> _WORK TO BE COMPLETED_
Rename "white window blind" to "window shade" in the data, starting with the line with "Question: Locate the window pane" and going on through the line with "[34,94,133,251]". Return only those lines, otherwise unchanged and with the pictures left out.

[Start]

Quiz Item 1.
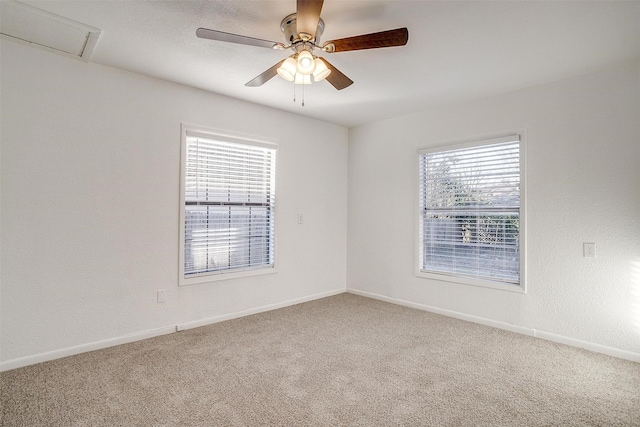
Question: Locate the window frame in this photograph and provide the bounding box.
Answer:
[178,123,278,286]
[414,131,527,293]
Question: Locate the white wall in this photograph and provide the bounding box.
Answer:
[347,63,640,360]
[0,41,348,369]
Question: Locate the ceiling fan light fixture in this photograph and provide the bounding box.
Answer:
[313,58,331,82]
[277,57,297,82]
[297,50,316,76]
[293,73,311,85]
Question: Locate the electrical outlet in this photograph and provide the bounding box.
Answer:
[157,289,167,304]
[582,242,596,258]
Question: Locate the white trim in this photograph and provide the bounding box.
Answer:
[418,133,522,154]
[0,288,346,372]
[0,326,176,372]
[176,288,346,331]
[347,288,640,363]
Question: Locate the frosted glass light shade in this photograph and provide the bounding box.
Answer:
[277,57,296,82]
[293,73,311,85]
[313,58,331,82]
[297,50,316,76]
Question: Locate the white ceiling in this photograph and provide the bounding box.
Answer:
[2,0,640,127]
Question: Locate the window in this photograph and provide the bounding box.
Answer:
[418,135,524,291]
[180,129,276,284]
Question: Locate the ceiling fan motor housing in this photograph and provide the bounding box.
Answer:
[280,13,324,45]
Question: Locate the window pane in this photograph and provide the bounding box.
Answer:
[184,136,275,276]
[420,137,520,284]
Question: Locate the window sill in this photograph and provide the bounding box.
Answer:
[416,270,527,294]
[178,267,278,286]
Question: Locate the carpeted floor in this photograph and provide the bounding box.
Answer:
[0,294,640,426]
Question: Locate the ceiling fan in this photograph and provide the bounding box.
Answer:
[196,0,409,90]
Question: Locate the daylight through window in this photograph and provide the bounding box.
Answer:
[419,135,521,285]
[183,132,276,278]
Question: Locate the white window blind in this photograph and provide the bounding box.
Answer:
[420,135,520,284]
[184,133,276,277]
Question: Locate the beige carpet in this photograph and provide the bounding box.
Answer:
[0,294,640,426]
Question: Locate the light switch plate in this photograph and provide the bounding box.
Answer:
[582,242,596,258]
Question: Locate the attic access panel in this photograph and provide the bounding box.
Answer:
[0,0,100,61]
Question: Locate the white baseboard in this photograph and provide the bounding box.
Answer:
[0,326,176,372]
[347,288,640,363]
[0,288,345,372]
[176,288,346,331]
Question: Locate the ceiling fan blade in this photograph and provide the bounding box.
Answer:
[323,28,409,53]
[244,59,284,87]
[296,0,324,39]
[322,58,353,90]
[196,28,278,49]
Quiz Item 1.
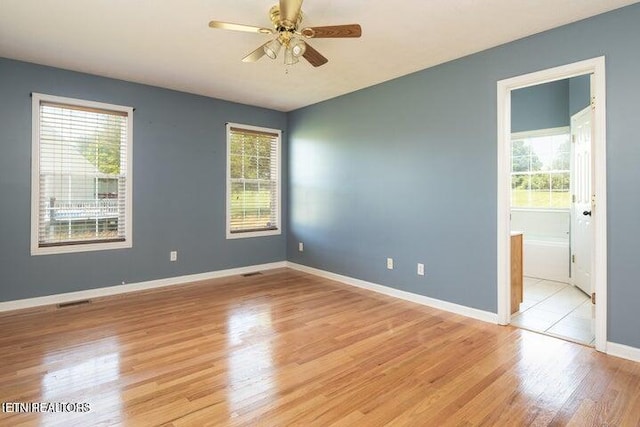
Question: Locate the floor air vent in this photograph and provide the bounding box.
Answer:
[58,299,91,308]
[242,271,262,277]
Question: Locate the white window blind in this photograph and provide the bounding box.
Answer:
[227,124,280,238]
[34,94,133,251]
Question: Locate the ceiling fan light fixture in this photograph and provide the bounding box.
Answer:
[284,46,300,65]
[264,38,282,59]
[289,38,307,58]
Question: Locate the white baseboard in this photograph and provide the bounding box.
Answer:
[607,342,640,362]
[287,261,498,323]
[0,261,287,312]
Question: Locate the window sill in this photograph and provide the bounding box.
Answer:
[31,239,133,256]
[227,228,282,240]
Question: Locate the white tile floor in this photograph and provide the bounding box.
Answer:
[511,277,595,345]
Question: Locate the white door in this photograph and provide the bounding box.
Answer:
[571,106,593,296]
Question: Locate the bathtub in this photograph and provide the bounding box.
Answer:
[523,233,571,283]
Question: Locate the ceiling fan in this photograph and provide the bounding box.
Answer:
[209,0,362,67]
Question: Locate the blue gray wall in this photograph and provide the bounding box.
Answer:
[287,4,640,347]
[0,58,287,301]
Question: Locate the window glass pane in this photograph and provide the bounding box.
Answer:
[33,94,131,253]
[228,126,279,233]
[511,131,571,208]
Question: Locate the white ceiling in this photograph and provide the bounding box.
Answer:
[0,0,637,111]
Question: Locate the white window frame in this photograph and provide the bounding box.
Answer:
[225,123,282,239]
[31,93,133,255]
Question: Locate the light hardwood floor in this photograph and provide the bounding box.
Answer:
[0,269,640,427]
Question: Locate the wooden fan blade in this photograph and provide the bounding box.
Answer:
[302,42,329,67]
[280,0,302,25]
[300,24,362,39]
[242,40,271,62]
[209,21,275,34]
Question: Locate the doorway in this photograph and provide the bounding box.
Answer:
[497,57,607,351]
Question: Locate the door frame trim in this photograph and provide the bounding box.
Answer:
[497,56,607,352]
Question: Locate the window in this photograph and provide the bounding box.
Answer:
[227,123,281,239]
[511,128,571,209]
[31,93,133,255]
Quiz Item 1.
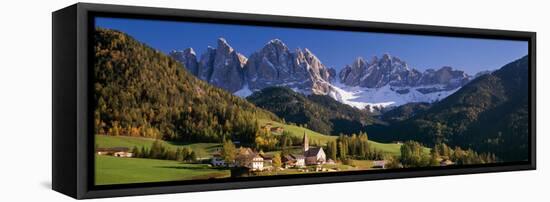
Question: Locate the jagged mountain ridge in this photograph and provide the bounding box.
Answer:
[169,38,473,110]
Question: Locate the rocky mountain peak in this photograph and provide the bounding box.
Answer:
[168,48,199,75]
[216,38,233,53]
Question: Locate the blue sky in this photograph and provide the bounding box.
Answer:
[96,18,528,74]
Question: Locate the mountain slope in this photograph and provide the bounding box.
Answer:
[94,29,278,142]
[369,56,529,161]
[247,87,373,134]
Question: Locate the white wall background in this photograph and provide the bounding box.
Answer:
[0,0,550,202]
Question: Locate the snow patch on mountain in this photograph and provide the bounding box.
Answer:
[328,82,460,111]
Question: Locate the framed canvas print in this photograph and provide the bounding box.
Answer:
[52,3,536,198]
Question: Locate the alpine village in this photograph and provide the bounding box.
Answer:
[93,27,528,185]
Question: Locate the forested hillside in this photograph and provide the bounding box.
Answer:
[368,56,529,161]
[247,87,373,135]
[93,28,278,143]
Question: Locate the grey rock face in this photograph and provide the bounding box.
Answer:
[339,54,471,93]
[245,39,330,94]
[197,47,216,81]
[169,48,199,76]
[209,38,246,92]
[170,38,247,92]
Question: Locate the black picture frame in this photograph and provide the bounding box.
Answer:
[52,3,536,199]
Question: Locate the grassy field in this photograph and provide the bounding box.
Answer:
[258,120,430,156]
[95,135,221,158]
[95,156,231,185]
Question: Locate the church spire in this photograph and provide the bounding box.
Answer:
[303,131,309,152]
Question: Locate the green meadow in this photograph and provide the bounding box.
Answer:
[95,155,231,185]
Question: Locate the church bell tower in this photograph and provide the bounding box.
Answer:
[303,131,309,153]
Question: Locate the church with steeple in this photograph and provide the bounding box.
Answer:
[303,131,327,165]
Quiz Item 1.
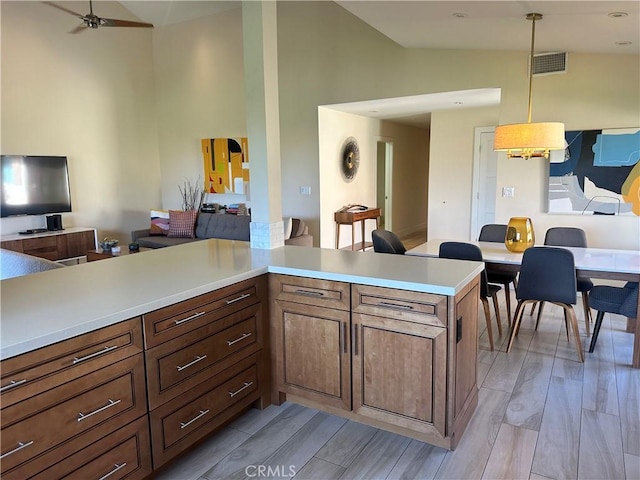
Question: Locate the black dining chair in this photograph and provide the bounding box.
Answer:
[371,228,407,255]
[589,282,638,353]
[478,223,518,325]
[531,227,593,336]
[507,247,584,362]
[438,242,502,352]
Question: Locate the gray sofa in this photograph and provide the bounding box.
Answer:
[131,212,313,248]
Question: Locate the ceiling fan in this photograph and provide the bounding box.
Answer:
[43,0,153,33]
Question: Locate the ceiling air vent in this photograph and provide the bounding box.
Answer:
[533,52,568,76]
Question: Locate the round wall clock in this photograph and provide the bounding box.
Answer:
[342,137,360,180]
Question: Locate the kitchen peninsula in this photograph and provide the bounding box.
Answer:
[0,240,482,479]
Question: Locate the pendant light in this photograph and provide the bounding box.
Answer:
[493,13,565,160]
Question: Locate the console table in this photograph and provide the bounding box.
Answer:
[0,227,97,262]
[334,208,380,250]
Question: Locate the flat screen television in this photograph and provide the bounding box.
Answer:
[0,155,71,217]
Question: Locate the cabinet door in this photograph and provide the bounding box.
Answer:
[22,235,60,261]
[272,301,351,410]
[352,313,447,437]
[453,285,480,418]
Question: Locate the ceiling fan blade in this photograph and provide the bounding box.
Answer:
[69,23,87,34]
[100,18,153,28]
[42,2,83,18]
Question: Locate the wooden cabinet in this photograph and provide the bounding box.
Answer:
[351,285,447,437]
[270,275,478,448]
[0,228,96,261]
[270,275,351,410]
[143,276,269,468]
[0,318,151,479]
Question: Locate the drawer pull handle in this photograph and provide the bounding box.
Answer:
[0,378,27,393]
[378,302,413,310]
[227,333,251,346]
[174,312,207,325]
[229,382,253,398]
[296,289,324,297]
[176,355,207,372]
[180,409,209,428]
[78,399,122,422]
[98,462,127,480]
[73,345,118,365]
[0,440,33,460]
[227,293,251,305]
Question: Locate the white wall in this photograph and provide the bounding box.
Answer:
[427,107,499,241]
[318,107,379,248]
[153,8,246,209]
[0,1,160,242]
[0,1,640,248]
[318,107,428,248]
[278,2,640,248]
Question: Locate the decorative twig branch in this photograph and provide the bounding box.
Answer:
[178,177,206,210]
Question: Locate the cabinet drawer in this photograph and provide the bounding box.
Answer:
[0,317,142,409]
[1,354,146,471]
[143,276,266,348]
[351,285,448,327]
[15,416,151,480]
[269,274,351,310]
[149,354,262,468]
[146,305,262,409]
[22,235,58,260]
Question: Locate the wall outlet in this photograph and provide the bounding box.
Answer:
[502,187,516,197]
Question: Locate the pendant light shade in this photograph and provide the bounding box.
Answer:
[493,13,565,160]
[493,122,565,159]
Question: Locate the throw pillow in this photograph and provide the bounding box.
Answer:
[282,217,293,240]
[149,210,169,235]
[167,210,198,238]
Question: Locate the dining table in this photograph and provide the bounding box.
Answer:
[405,239,640,368]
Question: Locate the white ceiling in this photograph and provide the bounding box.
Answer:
[120,0,640,126]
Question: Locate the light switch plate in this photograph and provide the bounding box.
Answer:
[502,187,516,197]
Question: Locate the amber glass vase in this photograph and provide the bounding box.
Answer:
[504,217,536,252]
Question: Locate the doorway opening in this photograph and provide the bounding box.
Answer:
[376,140,393,230]
[470,127,498,240]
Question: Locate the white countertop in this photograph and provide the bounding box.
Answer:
[0,239,483,359]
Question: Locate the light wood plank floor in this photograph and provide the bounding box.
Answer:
[156,288,640,480]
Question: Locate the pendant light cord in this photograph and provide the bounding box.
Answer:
[527,13,542,123]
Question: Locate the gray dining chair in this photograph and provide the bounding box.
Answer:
[589,282,638,353]
[507,247,584,362]
[438,242,502,352]
[531,227,593,336]
[478,223,518,325]
[371,228,407,255]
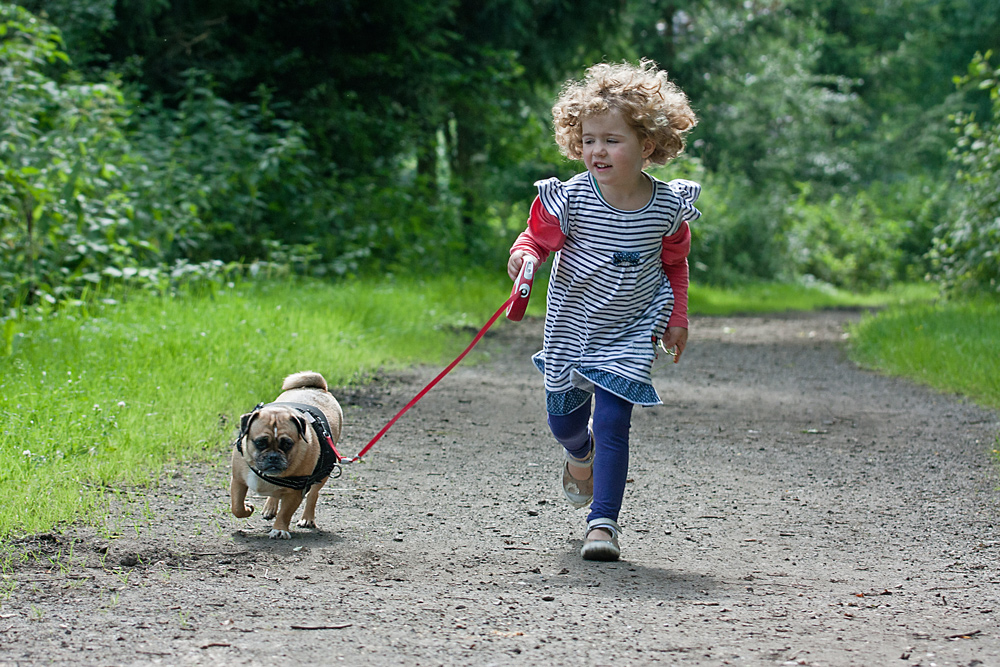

[End]

> _OUTPUT BELOW_
Question: Locate the window pane in this photograph and provide the bounding box.
Answer:
[184,136,275,276]
[420,137,520,284]
Question: Locate the window sill in this photograph and provide the bounding box.
Answer:
[416,270,527,294]
[178,267,278,286]
Question: Locate the carpeted floor in this photograph and provide the bounding box.
Answer:
[0,294,640,426]
Question: Locate the ceiling fan in this photograph and provide the bounding box.
Answer:
[196,0,409,90]
Question: Locate the daylight through window in this photograph and provide the bounding box.
Answer:
[419,135,521,285]
[183,132,276,278]
Question: Locate the window shade in this photograph and provide the bounding box.
Answer:
[420,135,520,284]
[184,133,276,277]
Question: Locate the beige carpet in this photograph and provide the bounding box.
Answer:
[0,294,640,426]
Question: Locate the light switch plate in this photograph and provide the bounding box.
Answer:
[582,242,596,258]
Question: Locate the attic access panel in this photograph and provide the bounding box.
Answer:
[0,0,100,61]
Question: Locate the white baseboard in this photograph and provide the bounding box.
Answer:
[0,326,176,372]
[347,288,640,363]
[0,288,345,372]
[176,288,346,331]
Question: Locate the ceiling fan blade in this photograph and provide the bounding box.
Answer:
[323,28,409,53]
[244,59,284,87]
[296,0,324,39]
[322,58,353,90]
[196,28,278,49]
Quiz Item 1.
Question: Locate the floor air vent in this photograph and provide the bounding box.
Answer:
[58,299,91,308]
[242,271,262,277]
Question: Locate the window shade in this photograph and provide the bounding box.
Answer:
[227,124,280,238]
[34,94,133,251]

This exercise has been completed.